[DOCUMENT TEXT — start]

Carol Etherington, M.S.N. R.N., Associate Director of the Vanderbilt Institute for Global Health and a fellow of the American Academy of Nursing has been nominated for the REAL Awards. This award seeks to honor healthcare workers in the U.S. and abroad. Honorees will be announced in January, 2013.
Carol has served as a practitioner and as an advocate for local and global underserved populations for more than 40 years and promotes the concept that health, mental health, human rights and human dignity are inextricably linked. Her early career began in Appalachia followed by work with victims of violence during and after graduate school. Her pioneering efforts during 19 years at the Nashville Metropolitan Police Department culminated in one of the first police-based counseling programs in the nation as well as a support services program for law enforcement personnel and their families. She was one of the first health care providers to speak publicly on failures of the health care and criminal justice systems response to child and adult victims of sexual assault leading to revisions in hospital protocols and rape laws. She has testified as an expert witness in court cases, supervised practicum students in forensic care of victims of violence, and since 1995 has held a faculty appointment at Vanderbilt, teaching nursing, medical and interdisciplinary groups of students in diverse topics related to community and global health. She has worked in multiple U.S. settings during natural and man-made disasters, including earthquakes, hurricanes, school shootings and New York City, post-9/11.
Her travels have taken her to places like Angola, where she cared for victims of war and natural disasters.

[DOCUMENT TEXT — finish]
[SUPPLIED MATERIAL — start]

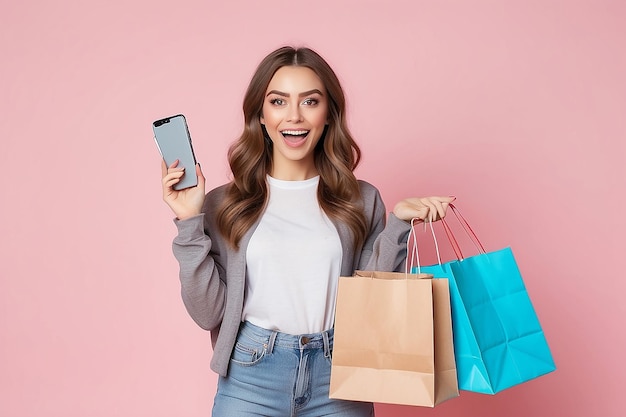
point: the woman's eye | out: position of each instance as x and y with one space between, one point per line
277 101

[SUPPLIED MATERIAL — finish]

## THINGS TO DO
**a.** Could you rewrite the paragraph of the text on Carol Etherington that begins "Carol has served as a practitioner" as a short list that keeps its main facts?
**b.** According to the text on Carol Etherington, when will the REAL Awards honorees be announced?
**c.** Write the next part of the text on Carol Etherington, picking up after its final sentence.
The data is separate material and is not part of the text on Carol Etherington.

## ANSWERS TO THE EXERCISES
**a.**
- More than 40 years as a practitioner and advocate for underserved populations, locally and globally. She promotes the idea that health, mental health, human rights and human dignity are inextricably linked.
- Early career in Appalachia, then work with victims of violence during and after graduate school.
- 19 years at the Nashville Metropolitan Police Department, where she built one of the nation's first police-based counseling programs and a support services program for law enforcement personnel and their families.
- One of the first health care providers to speak publicly on how the health care and criminal justice systems failed child and adult victims of sexual assault, which led to revised hospital protocols and rape laws.
- Expert witness in court cases and supervisor of practicum students in forensic care of victims of violence.
- Vanderbilt faculty member since 1995, teaching nursing, medical and interdisciplinary students in community and global health topics.
- Work in multiple U.S. disaster settings, including earthquakes, hurricanes, school shootings and New York City after 9/11.

**b.** In January 2013.

**c.**
Carol first served on an international emergency medical team on the Thai-Cambodian border with the International Committee of Red Cross in the aftermath of the Pol Pot genocide. In the 1990s, she completed four missions in war-torn Bosnia, and since 1996, has worked with Medicins Sans Frontieres (Doctors Without Borders) in Bosnia, Poland, Honduras, Tajikistan, Kosovo, Sierra Leone, Angola and the Darfur refugee camps of Eastern Chad. In November 2002, she was elected President of the USA board of MSF /Doctors Without Borders, the first nurse to be elected to that position.
Her current efforts are largely focused on improving quality of life for displaced persons including refugees, immigrants, trafficked persons and women and children who are impacted by violence.
While Carol has been recognized for her work as a health care practitioner by numerous national and international organizations, it is her ability to inspire others wishing to aid the underserved and vulnerable populations that makes her nomination for the REAL Award most compelling.
The REAL Awards is a new global awards program launched in 2012 by Save the Children and Frontline Health Workers Coalition. The award seeks to honor healthcare workers who are on the front line saving lives everyday at home and around the world.
This news brief was drafted in part from an archived article in the VUMC Reporter.